>> Start
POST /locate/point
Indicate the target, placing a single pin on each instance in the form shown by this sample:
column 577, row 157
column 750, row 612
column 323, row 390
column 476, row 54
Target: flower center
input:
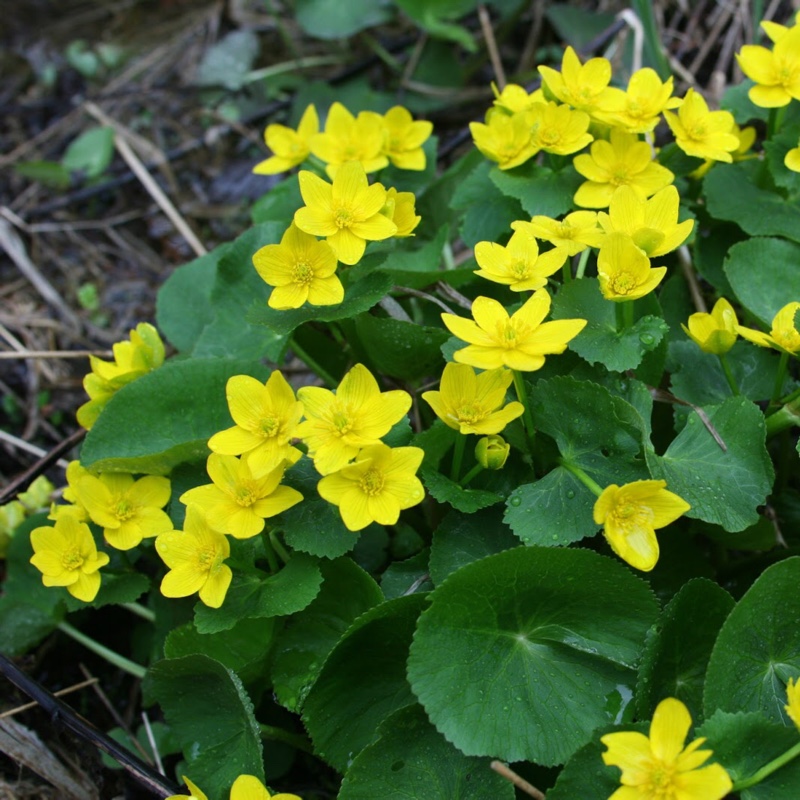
>> End
Exercise: Turn every line of the entries above into a numbered list, skipping blank lines and leaving out the pictures.

Worked solution:
1. POST /locate/point
2. Indicate the target, placing a single pin on each instance in the form shown by this sample:
3. column 577, row 157
4. column 750, row 612
5. column 323, row 390
6. column 476, row 54
7. Target: flower center
8. input:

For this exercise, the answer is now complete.